* **TASK OBJECTIVE**
What lines in the listing below hold the string "arched"? Please copy them out.
··· DATASET CONTENT ···
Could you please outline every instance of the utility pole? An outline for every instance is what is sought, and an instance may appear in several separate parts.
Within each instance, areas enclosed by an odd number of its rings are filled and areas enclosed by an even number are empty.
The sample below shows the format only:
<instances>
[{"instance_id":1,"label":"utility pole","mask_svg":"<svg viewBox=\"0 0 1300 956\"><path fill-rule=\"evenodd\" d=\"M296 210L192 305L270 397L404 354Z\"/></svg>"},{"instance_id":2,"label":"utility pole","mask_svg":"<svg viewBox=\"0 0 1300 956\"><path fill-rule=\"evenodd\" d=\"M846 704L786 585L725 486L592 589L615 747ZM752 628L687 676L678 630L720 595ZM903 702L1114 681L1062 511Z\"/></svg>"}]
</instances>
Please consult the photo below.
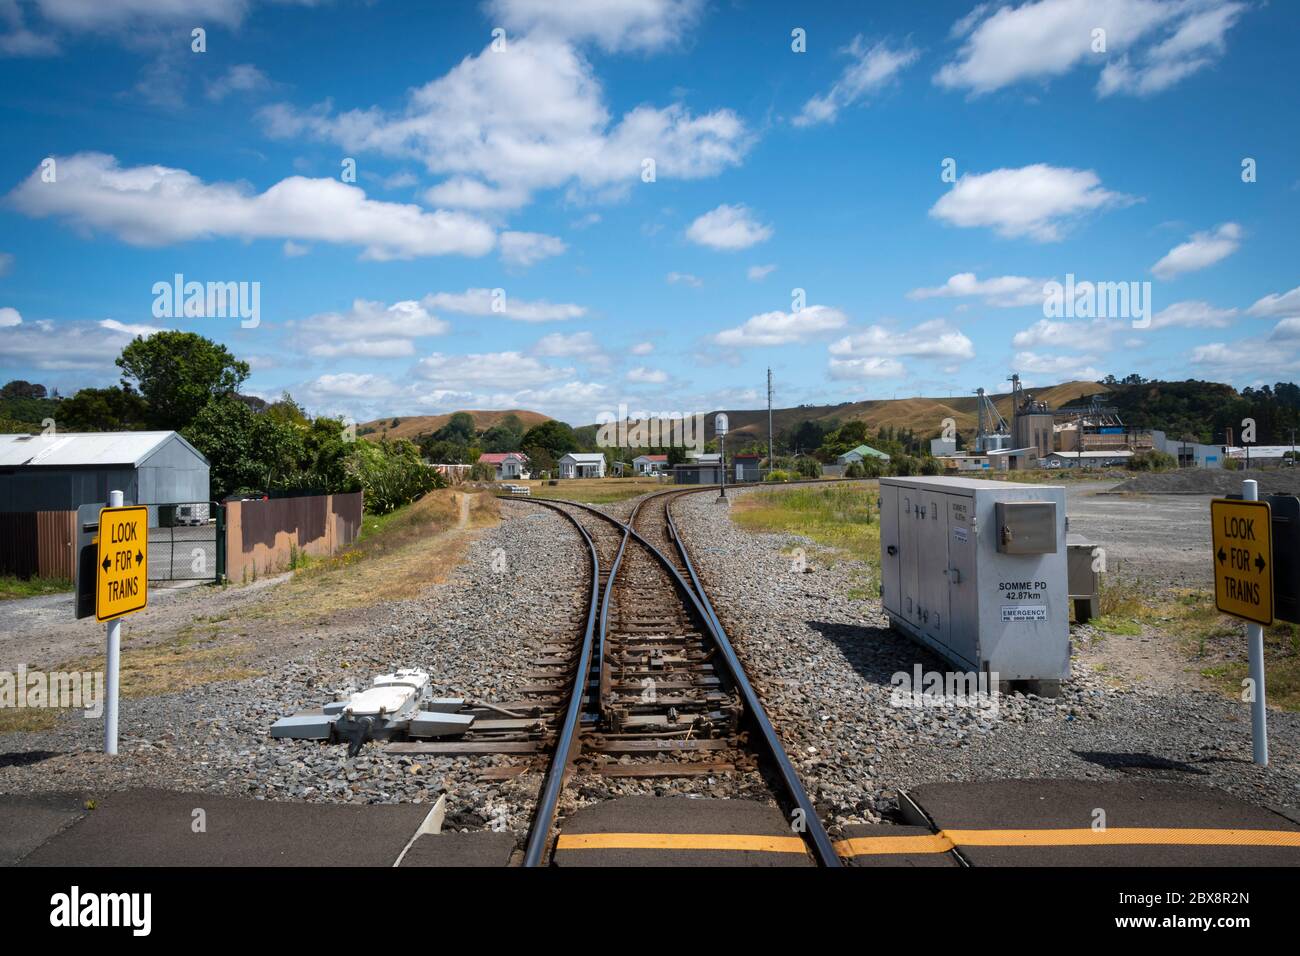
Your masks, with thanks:
<instances>
[{"instance_id":1,"label":"utility pole","mask_svg":"<svg viewBox=\"0 0 1300 956\"><path fill-rule=\"evenodd\" d=\"M1293 436L1295 432L1291 433ZM775 467L772 460L772 368L767 369L767 470Z\"/></svg>"}]
</instances>

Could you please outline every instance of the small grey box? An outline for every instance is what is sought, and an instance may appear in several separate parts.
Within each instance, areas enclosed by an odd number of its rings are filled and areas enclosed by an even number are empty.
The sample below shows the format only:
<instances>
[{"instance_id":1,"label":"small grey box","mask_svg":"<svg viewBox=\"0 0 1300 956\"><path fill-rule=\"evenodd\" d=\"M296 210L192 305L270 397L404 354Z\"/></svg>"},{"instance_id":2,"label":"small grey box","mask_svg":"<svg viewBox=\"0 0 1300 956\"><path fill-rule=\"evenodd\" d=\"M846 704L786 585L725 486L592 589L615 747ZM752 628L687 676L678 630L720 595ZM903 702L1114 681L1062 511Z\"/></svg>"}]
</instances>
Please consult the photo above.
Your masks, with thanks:
<instances>
[{"instance_id":1,"label":"small grey box","mask_svg":"<svg viewBox=\"0 0 1300 956\"><path fill-rule=\"evenodd\" d=\"M999 501L996 520L998 550L1003 554L1056 551L1056 502Z\"/></svg>"}]
</instances>

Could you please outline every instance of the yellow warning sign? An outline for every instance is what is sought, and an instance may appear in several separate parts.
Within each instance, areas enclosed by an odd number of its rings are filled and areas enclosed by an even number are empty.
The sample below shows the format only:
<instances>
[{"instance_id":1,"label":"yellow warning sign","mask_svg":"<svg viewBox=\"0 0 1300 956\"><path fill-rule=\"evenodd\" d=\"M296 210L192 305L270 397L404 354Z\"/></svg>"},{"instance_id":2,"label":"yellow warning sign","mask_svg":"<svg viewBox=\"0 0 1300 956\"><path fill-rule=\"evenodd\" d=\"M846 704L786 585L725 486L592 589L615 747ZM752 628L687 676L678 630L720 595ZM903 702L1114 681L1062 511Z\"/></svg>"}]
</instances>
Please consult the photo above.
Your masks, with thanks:
<instances>
[{"instance_id":1,"label":"yellow warning sign","mask_svg":"<svg viewBox=\"0 0 1300 956\"><path fill-rule=\"evenodd\" d=\"M149 509L101 508L95 619L134 614L149 603Z\"/></svg>"},{"instance_id":2,"label":"yellow warning sign","mask_svg":"<svg viewBox=\"0 0 1300 956\"><path fill-rule=\"evenodd\" d=\"M1215 498L1214 604L1256 624L1273 623L1273 515L1267 501Z\"/></svg>"}]
</instances>

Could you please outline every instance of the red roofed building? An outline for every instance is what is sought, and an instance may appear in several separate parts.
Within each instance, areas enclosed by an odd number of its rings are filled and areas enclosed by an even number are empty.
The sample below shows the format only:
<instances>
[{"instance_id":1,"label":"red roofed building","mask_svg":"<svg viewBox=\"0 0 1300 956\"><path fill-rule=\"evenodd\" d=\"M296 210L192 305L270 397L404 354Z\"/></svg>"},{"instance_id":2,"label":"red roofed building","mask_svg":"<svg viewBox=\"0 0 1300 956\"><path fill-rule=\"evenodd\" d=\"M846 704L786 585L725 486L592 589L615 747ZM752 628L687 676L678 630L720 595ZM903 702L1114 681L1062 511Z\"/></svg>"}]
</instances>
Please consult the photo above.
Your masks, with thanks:
<instances>
[{"instance_id":1,"label":"red roofed building","mask_svg":"<svg viewBox=\"0 0 1300 956\"><path fill-rule=\"evenodd\" d=\"M484 452L478 456L478 462L495 468L497 481L528 477L528 456L521 451Z\"/></svg>"},{"instance_id":2,"label":"red roofed building","mask_svg":"<svg viewBox=\"0 0 1300 956\"><path fill-rule=\"evenodd\" d=\"M632 467L638 475L661 475L668 469L667 455L637 455Z\"/></svg>"}]
</instances>

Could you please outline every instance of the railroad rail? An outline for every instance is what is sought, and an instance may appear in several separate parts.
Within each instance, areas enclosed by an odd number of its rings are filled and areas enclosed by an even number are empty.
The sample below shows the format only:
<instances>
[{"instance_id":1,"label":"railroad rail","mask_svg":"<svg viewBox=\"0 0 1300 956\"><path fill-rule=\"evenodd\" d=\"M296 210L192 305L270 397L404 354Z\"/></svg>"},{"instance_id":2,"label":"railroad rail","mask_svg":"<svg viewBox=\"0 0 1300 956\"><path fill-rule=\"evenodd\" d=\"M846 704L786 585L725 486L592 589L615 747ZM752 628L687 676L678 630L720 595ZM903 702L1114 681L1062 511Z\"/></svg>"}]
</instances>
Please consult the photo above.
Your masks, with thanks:
<instances>
[{"instance_id":1,"label":"railroad rail","mask_svg":"<svg viewBox=\"0 0 1300 956\"><path fill-rule=\"evenodd\" d=\"M577 502L530 499L578 528L592 573L580 647L555 658L557 676L571 682L569 697L563 721L548 735L550 764L525 866L546 860L560 794L575 763L612 755L633 763L598 766L599 772L674 777L766 770L813 859L840 865L677 534L672 502L712 488L649 495L626 523ZM554 685L547 690L553 704Z\"/></svg>"}]
</instances>

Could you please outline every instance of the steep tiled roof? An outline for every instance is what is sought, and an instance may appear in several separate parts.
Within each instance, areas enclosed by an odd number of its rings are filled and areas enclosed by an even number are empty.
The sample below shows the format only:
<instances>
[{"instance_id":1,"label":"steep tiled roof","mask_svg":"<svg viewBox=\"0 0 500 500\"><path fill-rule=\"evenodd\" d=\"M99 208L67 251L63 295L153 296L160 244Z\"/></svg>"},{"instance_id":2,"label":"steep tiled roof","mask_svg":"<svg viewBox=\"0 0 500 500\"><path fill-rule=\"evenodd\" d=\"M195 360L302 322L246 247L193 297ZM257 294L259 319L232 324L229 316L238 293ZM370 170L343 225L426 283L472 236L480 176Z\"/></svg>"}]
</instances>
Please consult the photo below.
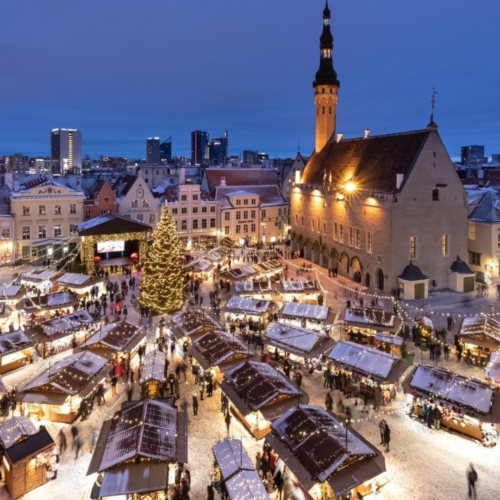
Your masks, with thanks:
<instances>
[{"instance_id":1,"label":"steep tiled roof","mask_svg":"<svg viewBox=\"0 0 500 500\"><path fill-rule=\"evenodd\" d=\"M469 203L471 203L469 195ZM500 197L489 190L482 194L479 200L475 200L477 205L469 215L469 220L479 222L500 222Z\"/></svg>"},{"instance_id":2,"label":"steep tiled roof","mask_svg":"<svg viewBox=\"0 0 500 500\"><path fill-rule=\"evenodd\" d=\"M389 192L396 174L407 174L427 137L427 130L329 142L311 156L303 184L322 185L324 174L333 185L355 180L358 189Z\"/></svg>"},{"instance_id":3,"label":"steep tiled roof","mask_svg":"<svg viewBox=\"0 0 500 500\"><path fill-rule=\"evenodd\" d=\"M136 180L137 175L124 175L123 177L117 179L117 181L113 184L113 191L116 192L117 196L125 196L130 191L130 188L134 185Z\"/></svg>"},{"instance_id":4,"label":"steep tiled roof","mask_svg":"<svg viewBox=\"0 0 500 500\"><path fill-rule=\"evenodd\" d=\"M221 208L232 208L228 196L259 196L259 207L287 205L278 186L219 186L213 192L213 197L220 202ZM255 205L253 205L255 207ZM251 206L249 207L251 208Z\"/></svg>"},{"instance_id":5,"label":"steep tiled roof","mask_svg":"<svg viewBox=\"0 0 500 500\"><path fill-rule=\"evenodd\" d=\"M271 169L209 168L205 171L205 175L207 176L208 191L212 196L212 191L220 186L222 177L226 179L226 186L277 186L279 184L278 172Z\"/></svg>"}]
</instances>

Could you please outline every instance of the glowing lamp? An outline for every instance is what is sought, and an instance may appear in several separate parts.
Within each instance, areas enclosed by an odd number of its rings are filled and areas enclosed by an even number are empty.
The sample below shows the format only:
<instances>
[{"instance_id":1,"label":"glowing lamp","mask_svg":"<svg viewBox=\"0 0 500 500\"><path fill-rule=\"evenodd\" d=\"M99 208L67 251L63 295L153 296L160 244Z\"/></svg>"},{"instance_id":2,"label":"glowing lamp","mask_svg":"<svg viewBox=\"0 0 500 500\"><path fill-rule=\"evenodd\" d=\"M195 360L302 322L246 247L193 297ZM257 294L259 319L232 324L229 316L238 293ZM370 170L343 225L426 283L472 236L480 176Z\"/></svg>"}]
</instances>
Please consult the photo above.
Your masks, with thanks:
<instances>
[{"instance_id":1,"label":"glowing lamp","mask_svg":"<svg viewBox=\"0 0 500 500\"><path fill-rule=\"evenodd\" d=\"M131 256L131 259L137 260L139 258L139 254L137 252L134 252Z\"/></svg>"},{"instance_id":2,"label":"glowing lamp","mask_svg":"<svg viewBox=\"0 0 500 500\"><path fill-rule=\"evenodd\" d=\"M345 190L348 193L352 193L353 191L356 191L356 184L354 184L354 182L352 182L352 181L346 182L345 183Z\"/></svg>"},{"instance_id":3,"label":"glowing lamp","mask_svg":"<svg viewBox=\"0 0 500 500\"><path fill-rule=\"evenodd\" d=\"M96 255L94 257L94 262L100 262L101 261L101 257L99 257L99 255Z\"/></svg>"}]
</instances>

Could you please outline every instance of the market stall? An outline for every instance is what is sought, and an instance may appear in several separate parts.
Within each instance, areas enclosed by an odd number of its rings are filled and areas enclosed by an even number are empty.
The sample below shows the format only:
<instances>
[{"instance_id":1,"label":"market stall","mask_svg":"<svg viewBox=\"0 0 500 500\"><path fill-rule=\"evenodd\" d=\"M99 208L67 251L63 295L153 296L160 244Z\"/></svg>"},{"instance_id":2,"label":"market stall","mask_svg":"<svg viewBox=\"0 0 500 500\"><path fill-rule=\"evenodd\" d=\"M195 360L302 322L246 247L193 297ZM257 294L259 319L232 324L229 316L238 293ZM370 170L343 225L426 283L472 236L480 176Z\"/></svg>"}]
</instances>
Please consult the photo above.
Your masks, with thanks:
<instances>
[{"instance_id":1,"label":"market stall","mask_svg":"<svg viewBox=\"0 0 500 500\"><path fill-rule=\"evenodd\" d=\"M160 397L160 384L165 381L165 361L163 351L149 351L144 356L141 373L141 398L157 399Z\"/></svg>"},{"instance_id":2,"label":"market stall","mask_svg":"<svg viewBox=\"0 0 500 500\"><path fill-rule=\"evenodd\" d=\"M27 365L33 359L33 345L22 330L0 335L0 374Z\"/></svg>"},{"instance_id":3,"label":"market stall","mask_svg":"<svg viewBox=\"0 0 500 500\"><path fill-rule=\"evenodd\" d=\"M345 332L351 342L374 345L378 332L395 334L401 326L401 319L392 311L370 308L347 308L341 311Z\"/></svg>"},{"instance_id":4,"label":"market stall","mask_svg":"<svg viewBox=\"0 0 500 500\"><path fill-rule=\"evenodd\" d=\"M256 439L270 432L271 422L309 396L267 363L245 361L228 371L220 383L231 408Z\"/></svg>"},{"instance_id":5,"label":"market stall","mask_svg":"<svg viewBox=\"0 0 500 500\"><path fill-rule=\"evenodd\" d=\"M423 417L437 405L441 427L495 446L500 423L500 388L444 368L420 365L403 382L411 414Z\"/></svg>"},{"instance_id":6,"label":"market stall","mask_svg":"<svg viewBox=\"0 0 500 500\"><path fill-rule=\"evenodd\" d=\"M16 304L25 294L26 287L24 285L0 286L0 301L3 304Z\"/></svg>"},{"instance_id":7,"label":"market stall","mask_svg":"<svg viewBox=\"0 0 500 500\"><path fill-rule=\"evenodd\" d=\"M234 285L234 293L239 297L251 297L257 300L272 300L273 289L269 280L238 281L238 283Z\"/></svg>"},{"instance_id":8,"label":"market stall","mask_svg":"<svg viewBox=\"0 0 500 500\"><path fill-rule=\"evenodd\" d=\"M252 266L241 266L219 273L219 278L236 283L237 281L247 280L254 274L257 274L257 271Z\"/></svg>"},{"instance_id":9,"label":"market stall","mask_svg":"<svg viewBox=\"0 0 500 500\"><path fill-rule=\"evenodd\" d=\"M269 500L262 480L239 439L223 439L212 452L214 477L226 486L230 500Z\"/></svg>"},{"instance_id":10,"label":"market stall","mask_svg":"<svg viewBox=\"0 0 500 500\"><path fill-rule=\"evenodd\" d=\"M265 439L300 492L293 498L364 498L388 482L382 453L320 406L290 408Z\"/></svg>"},{"instance_id":11,"label":"market stall","mask_svg":"<svg viewBox=\"0 0 500 500\"><path fill-rule=\"evenodd\" d=\"M33 318L45 316L50 311L73 312L73 307L78 303L78 298L73 292L58 292L34 297L25 297L16 306L24 314Z\"/></svg>"},{"instance_id":12,"label":"market stall","mask_svg":"<svg viewBox=\"0 0 500 500\"><path fill-rule=\"evenodd\" d=\"M51 269L31 271L21 275L21 284L36 287L43 292L47 292L54 286L54 281L61 275L62 272Z\"/></svg>"},{"instance_id":13,"label":"market stall","mask_svg":"<svg viewBox=\"0 0 500 500\"><path fill-rule=\"evenodd\" d=\"M198 280L200 283L203 283L209 278L209 273L213 268L213 262L204 258L193 260L184 266L185 271L189 273L191 279L193 281Z\"/></svg>"},{"instance_id":14,"label":"market stall","mask_svg":"<svg viewBox=\"0 0 500 500\"><path fill-rule=\"evenodd\" d=\"M71 424L82 399L93 400L94 390L111 370L107 359L92 352L72 354L56 363L48 360L19 388L16 399L21 412L32 419Z\"/></svg>"},{"instance_id":15,"label":"market stall","mask_svg":"<svg viewBox=\"0 0 500 500\"><path fill-rule=\"evenodd\" d=\"M278 349L280 359L289 358L299 364L307 360L316 360L321 364L321 358L334 344L334 340L326 334L282 322L271 325L264 339L268 351L275 352Z\"/></svg>"},{"instance_id":16,"label":"market stall","mask_svg":"<svg viewBox=\"0 0 500 500\"><path fill-rule=\"evenodd\" d=\"M212 370L217 381L222 380L224 373L241 363L242 359L255 356L240 337L221 331L208 332L195 339L188 353L203 370Z\"/></svg>"},{"instance_id":17,"label":"market stall","mask_svg":"<svg viewBox=\"0 0 500 500\"><path fill-rule=\"evenodd\" d=\"M37 353L45 359L80 345L96 327L94 318L82 309L27 328L26 335L36 343Z\"/></svg>"},{"instance_id":18,"label":"market stall","mask_svg":"<svg viewBox=\"0 0 500 500\"><path fill-rule=\"evenodd\" d=\"M53 460L54 448L54 440L41 428L4 449L5 487L13 500L47 482L47 466Z\"/></svg>"},{"instance_id":19,"label":"market stall","mask_svg":"<svg viewBox=\"0 0 500 500\"><path fill-rule=\"evenodd\" d=\"M2 451L37 432L38 429L28 417L12 417L6 420L0 425Z\"/></svg>"},{"instance_id":20,"label":"market stall","mask_svg":"<svg viewBox=\"0 0 500 500\"><path fill-rule=\"evenodd\" d=\"M269 321L272 307L268 300L255 300L233 295L222 311L224 319L230 324L236 325L249 320L265 324Z\"/></svg>"},{"instance_id":21,"label":"market stall","mask_svg":"<svg viewBox=\"0 0 500 500\"><path fill-rule=\"evenodd\" d=\"M278 292L283 302L317 304L321 288L319 283L314 280L291 280L279 283Z\"/></svg>"},{"instance_id":22,"label":"market stall","mask_svg":"<svg viewBox=\"0 0 500 500\"><path fill-rule=\"evenodd\" d=\"M403 343L403 337L398 337L392 333L377 332L375 335L375 348L379 351L401 356Z\"/></svg>"},{"instance_id":23,"label":"market stall","mask_svg":"<svg viewBox=\"0 0 500 500\"><path fill-rule=\"evenodd\" d=\"M258 264L254 264L253 267L257 271L258 278L278 281L283 273L283 265L279 260L260 261Z\"/></svg>"},{"instance_id":24,"label":"market stall","mask_svg":"<svg viewBox=\"0 0 500 500\"><path fill-rule=\"evenodd\" d=\"M65 273L57 278L57 283L62 288L67 288L79 297L90 294L93 287L97 286L99 294L105 292L104 278L89 276L88 274Z\"/></svg>"},{"instance_id":25,"label":"market stall","mask_svg":"<svg viewBox=\"0 0 500 500\"><path fill-rule=\"evenodd\" d=\"M491 355L500 350L500 322L489 316L464 318L458 341L466 364L486 366Z\"/></svg>"},{"instance_id":26,"label":"market stall","mask_svg":"<svg viewBox=\"0 0 500 500\"><path fill-rule=\"evenodd\" d=\"M329 332L335 321L335 312L326 306L286 302L281 310L281 319L284 323Z\"/></svg>"},{"instance_id":27,"label":"market stall","mask_svg":"<svg viewBox=\"0 0 500 500\"><path fill-rule=\"evenodd\" d=\"M103 473L99 498L168 500L174 464L187 456L187 415L168 403L140 401L103 423L87 475Z\"/></svg>"},{"instance_id":28,"label":"market stall","mask_svg":"<svg viewBox=\"0 0 500 500\"><path fill-rule=\"evenodd\" d=\"M389 404L409 364L399 356L354 342L337 342L328 359L345 380L345 388L371 401Z\"/></svg>"},{"instance_id":29,"label":"market stall","mask_svg":"<svg viewBox=\"0 0 500 500\"><path fill-rule=\"evenodd\" d=\"M490 384L500 387L500 351L491 355L490 362L486 366L485 378Z\"/></svg>"},{"instance_id":30,"label":"market stall","mask_svg":"<svg viewBox=\"0 0 500 500\"><path fill-rule=\"evenodd\" d=\"M86 337L79 349L92 351L110 361L131 359L140 345L146 344L147 330L126 321L102 326Z\"/></svg>"},{"instance_id":31,"label":"market stall","mask_svg":"<svg viewBox=\"0 0 500 500\"><path fill-rule=\"evenodd\" d=\"M429 344L434 340L434 323L427 316L416 316L414 318L416 336L414 336L415 343Z\"/></svg>"}]
</instances>

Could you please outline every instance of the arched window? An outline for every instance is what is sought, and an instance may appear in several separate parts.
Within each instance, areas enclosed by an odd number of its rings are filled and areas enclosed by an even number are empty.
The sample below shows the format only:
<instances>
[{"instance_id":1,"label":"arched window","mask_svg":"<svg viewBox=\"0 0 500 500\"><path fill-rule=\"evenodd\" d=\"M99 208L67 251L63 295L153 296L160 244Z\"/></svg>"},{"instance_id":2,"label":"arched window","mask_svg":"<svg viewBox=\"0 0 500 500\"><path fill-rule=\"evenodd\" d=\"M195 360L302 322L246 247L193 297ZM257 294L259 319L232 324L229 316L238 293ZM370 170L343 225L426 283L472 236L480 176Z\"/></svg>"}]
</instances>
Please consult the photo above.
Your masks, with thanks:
···
* **RESPONSE TO THE EXERCISE**
Could you please outline every instance of the arched window? An outline for every instance is what is sought, and an instance may appear in several separate parts.
[{"instance_id":1,"label":"arched window","mask_svg":"<svg viewBox=\"0 0 500 500\"><path fill-rule=\"evenodd\" d=\"M99 208L67 251L63 295L153 296L160 244Z\"/></svg>"},{"instance_id":2,"label":"arched window","mask_svg":"<svg viewBox=\"0 0 500 500\"><path fill-rule=\"evenodd\" d=\"M195 360L302 322L246 247L193 297ZM257 294L259 319L232 324L229 316L238 293ZM370 170L343 225L426 283L472 236L480 176Z\"/></svg>"}]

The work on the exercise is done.